**ABOUT THIS TASK:** Among the entries that follow, how many lines contain the string "range"? Write the number alone.

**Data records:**
-- Opening Marker --
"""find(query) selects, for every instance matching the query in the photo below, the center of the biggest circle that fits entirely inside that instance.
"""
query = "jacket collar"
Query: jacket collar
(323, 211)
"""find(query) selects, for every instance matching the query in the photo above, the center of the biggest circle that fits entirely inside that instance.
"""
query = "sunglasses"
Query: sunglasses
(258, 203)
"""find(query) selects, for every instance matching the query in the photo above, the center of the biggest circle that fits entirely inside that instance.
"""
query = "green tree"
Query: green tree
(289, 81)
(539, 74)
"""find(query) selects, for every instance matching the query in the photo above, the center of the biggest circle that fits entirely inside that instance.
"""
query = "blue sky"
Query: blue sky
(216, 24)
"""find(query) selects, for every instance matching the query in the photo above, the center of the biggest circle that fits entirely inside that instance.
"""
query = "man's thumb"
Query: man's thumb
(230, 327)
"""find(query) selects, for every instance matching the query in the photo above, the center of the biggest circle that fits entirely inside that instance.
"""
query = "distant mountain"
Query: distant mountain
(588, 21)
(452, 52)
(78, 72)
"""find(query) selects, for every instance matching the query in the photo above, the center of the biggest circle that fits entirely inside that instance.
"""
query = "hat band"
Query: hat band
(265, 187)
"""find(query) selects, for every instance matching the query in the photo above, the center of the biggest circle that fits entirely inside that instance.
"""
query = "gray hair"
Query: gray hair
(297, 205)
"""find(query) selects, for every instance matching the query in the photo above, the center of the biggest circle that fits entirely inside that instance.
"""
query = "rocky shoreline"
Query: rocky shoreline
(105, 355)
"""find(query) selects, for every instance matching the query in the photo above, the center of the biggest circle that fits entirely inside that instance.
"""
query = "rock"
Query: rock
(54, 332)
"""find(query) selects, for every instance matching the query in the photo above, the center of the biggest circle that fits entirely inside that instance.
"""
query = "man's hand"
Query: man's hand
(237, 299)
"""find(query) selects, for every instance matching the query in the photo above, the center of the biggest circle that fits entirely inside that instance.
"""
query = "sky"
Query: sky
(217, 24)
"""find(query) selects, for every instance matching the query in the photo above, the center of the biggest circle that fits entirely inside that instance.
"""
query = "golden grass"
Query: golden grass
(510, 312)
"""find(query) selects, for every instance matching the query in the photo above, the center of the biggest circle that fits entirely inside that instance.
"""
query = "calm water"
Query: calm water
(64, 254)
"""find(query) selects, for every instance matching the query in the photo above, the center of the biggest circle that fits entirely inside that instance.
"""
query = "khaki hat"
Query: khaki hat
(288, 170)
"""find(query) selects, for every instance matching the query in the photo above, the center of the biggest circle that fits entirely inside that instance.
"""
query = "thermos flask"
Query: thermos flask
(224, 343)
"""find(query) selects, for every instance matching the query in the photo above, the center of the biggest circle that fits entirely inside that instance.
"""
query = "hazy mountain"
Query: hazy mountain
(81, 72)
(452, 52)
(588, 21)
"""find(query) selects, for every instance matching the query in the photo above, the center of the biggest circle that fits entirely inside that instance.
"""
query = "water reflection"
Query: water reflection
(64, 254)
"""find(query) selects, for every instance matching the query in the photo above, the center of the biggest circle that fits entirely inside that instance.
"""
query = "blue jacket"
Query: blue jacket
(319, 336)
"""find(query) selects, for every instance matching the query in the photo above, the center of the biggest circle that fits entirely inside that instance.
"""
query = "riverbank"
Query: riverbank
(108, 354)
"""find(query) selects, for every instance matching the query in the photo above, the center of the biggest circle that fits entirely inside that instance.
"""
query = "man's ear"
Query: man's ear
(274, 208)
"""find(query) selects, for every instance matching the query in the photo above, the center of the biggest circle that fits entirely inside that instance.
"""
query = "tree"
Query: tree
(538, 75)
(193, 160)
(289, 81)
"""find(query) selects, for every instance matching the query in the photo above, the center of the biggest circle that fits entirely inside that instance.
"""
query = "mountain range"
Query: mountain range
-- Closing Marker --
-- Opening Marker --
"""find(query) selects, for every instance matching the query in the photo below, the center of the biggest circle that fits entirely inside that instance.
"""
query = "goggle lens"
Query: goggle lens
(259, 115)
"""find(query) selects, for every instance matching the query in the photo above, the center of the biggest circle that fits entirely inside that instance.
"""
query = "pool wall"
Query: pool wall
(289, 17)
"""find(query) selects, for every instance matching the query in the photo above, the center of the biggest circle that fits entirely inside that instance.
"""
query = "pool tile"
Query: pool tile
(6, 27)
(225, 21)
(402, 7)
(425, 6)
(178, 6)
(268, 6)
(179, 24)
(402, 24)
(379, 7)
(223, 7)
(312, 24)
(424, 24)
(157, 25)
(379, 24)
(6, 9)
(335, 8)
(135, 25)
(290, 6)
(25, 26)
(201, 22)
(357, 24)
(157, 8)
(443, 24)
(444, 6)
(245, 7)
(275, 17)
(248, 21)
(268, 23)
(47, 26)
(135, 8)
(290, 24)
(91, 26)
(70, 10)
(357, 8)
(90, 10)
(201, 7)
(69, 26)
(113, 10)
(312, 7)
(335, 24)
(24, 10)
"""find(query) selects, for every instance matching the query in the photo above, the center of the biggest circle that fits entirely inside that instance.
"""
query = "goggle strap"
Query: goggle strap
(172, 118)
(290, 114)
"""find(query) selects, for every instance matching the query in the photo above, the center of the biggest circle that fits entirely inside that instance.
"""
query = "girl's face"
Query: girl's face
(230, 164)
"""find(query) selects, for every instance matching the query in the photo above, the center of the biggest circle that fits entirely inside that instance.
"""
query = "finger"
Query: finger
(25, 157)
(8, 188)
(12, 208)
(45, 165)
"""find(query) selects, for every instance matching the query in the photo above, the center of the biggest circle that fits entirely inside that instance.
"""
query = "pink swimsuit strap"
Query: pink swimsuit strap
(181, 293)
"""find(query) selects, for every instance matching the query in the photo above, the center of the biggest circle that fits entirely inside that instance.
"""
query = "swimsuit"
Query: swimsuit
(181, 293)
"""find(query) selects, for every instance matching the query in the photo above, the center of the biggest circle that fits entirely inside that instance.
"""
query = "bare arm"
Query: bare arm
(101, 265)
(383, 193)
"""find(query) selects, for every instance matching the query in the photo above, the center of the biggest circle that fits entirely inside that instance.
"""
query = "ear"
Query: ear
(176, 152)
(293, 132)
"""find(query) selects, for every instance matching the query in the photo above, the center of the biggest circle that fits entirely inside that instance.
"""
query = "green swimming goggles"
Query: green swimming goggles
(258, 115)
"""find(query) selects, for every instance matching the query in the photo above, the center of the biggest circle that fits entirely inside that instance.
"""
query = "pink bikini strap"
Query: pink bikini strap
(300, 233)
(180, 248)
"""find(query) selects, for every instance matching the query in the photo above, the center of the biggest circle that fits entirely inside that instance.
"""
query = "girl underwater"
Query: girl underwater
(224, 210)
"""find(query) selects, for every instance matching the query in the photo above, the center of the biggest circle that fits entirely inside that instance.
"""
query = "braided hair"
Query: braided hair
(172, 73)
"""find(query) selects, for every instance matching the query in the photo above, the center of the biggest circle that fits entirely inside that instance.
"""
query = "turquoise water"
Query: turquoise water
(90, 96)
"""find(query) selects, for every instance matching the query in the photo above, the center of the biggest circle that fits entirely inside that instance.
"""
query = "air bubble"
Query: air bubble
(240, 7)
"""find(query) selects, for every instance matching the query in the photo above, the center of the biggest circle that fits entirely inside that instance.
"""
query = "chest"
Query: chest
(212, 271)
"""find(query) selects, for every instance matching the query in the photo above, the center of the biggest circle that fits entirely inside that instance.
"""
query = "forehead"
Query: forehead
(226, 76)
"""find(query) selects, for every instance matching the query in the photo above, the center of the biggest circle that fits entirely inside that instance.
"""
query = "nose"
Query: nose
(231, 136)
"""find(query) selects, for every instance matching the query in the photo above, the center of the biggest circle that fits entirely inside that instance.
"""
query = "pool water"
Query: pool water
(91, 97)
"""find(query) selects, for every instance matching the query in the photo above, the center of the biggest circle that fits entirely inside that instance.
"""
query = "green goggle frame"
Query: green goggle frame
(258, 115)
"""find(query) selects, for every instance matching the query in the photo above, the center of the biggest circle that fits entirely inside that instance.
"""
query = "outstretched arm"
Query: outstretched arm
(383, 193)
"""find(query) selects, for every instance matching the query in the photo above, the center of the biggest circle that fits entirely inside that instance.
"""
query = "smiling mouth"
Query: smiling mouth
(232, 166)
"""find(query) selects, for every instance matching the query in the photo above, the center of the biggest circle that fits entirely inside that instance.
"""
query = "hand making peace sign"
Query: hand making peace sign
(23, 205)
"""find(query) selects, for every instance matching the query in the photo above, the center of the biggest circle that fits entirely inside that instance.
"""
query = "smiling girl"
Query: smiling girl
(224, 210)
-- Closing Marker --
-- Opening Marker --
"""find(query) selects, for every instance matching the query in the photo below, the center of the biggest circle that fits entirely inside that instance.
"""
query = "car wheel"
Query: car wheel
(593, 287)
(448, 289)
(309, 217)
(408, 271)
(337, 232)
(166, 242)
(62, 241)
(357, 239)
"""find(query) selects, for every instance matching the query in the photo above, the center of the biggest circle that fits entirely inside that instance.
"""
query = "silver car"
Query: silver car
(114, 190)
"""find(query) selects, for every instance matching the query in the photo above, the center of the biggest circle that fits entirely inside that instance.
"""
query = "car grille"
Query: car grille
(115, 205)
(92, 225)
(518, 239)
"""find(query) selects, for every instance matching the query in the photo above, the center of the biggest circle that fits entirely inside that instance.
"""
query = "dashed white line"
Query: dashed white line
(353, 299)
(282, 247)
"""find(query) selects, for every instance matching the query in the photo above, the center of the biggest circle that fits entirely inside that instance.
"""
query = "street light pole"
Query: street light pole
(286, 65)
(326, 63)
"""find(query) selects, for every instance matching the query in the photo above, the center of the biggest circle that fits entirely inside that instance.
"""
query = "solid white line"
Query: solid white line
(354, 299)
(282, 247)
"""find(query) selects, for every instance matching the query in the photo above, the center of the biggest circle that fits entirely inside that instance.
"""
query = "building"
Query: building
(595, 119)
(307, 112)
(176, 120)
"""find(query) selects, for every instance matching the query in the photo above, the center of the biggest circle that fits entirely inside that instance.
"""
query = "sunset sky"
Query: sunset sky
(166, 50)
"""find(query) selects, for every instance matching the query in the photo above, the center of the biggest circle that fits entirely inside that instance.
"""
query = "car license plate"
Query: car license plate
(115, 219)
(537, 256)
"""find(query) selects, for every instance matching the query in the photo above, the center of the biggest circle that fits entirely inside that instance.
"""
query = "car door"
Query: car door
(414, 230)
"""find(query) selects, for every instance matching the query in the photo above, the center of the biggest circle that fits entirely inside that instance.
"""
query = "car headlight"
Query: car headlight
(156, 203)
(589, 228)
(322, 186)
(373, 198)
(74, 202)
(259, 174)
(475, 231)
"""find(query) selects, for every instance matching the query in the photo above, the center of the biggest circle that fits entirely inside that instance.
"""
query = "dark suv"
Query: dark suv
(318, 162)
-- Closing Marker --
**REPLY:** 2